[Named-object pointing records]
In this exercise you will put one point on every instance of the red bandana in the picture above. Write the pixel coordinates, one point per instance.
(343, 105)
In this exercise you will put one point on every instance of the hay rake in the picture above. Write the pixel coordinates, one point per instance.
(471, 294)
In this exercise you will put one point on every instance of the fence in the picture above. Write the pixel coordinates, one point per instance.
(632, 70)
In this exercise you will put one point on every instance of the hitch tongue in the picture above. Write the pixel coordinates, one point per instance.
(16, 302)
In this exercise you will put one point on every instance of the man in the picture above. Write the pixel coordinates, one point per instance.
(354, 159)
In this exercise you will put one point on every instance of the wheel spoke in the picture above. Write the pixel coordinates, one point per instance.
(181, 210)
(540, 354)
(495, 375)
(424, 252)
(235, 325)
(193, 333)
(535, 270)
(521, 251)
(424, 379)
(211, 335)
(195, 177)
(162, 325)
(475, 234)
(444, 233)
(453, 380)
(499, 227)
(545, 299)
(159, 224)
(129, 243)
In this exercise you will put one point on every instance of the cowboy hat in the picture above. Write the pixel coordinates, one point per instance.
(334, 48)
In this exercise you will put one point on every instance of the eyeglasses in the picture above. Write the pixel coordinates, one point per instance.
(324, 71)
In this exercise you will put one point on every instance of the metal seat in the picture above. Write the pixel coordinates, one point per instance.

■ What to produce:
Copy all of the data exactly.

■ Answer to the task:
In this exercise you will put one point on every instance of the red bandana in the picture above. Write the pixel coordinates, one point per instance.
(343, 105)
In this exercise you will put one point on every instance of the hay rake in the picture above. Write the pixel coordinates, one point per instance.
(471, 294)
In this exercise you will put one point on every instance of the fence in the picture above. Write the pixel coordinates, one point per instance.
(632, 70)
In this exercise you will put one point on every instance of the hitch tongue in the picture above. Write the pixel coordinates, one point per instance.
(16, 302)
In this exercise you will put one point on every instance of the man in the picture above. Write the pixel coordinates, one point per instance.
(354, 159)
In this exercise you will put one point on every instance of the wheel spoke in the picture above. Write the pixel coordinates, one point per instance.
(181, 210)
(540, 354)
(495, 375)
(424, 252)
(235, 325)
(193, 333)
(535, 270)
(521, 251)
(424, 379)
(211, 335)
(195, 177)
(162, 325)
(475, 234)
(444, 233)
(453, 380)
(499, 227)
(545, 299)
(159, 224)
(129, 243)
In this exercise you will put one point on every instance of the cowboy hat in the picture above. Write the pixel coordinates, one point per instance.
(334, 48)
In this exercise you will put one point on every instance of the eyeglasses in the picture above. Write the pixel coordinates, one point per instance.
(324, 71)
In this exercise you will put one point on every instance of the metal seat in the picture above. Write the pixel coordinates, one point per instance.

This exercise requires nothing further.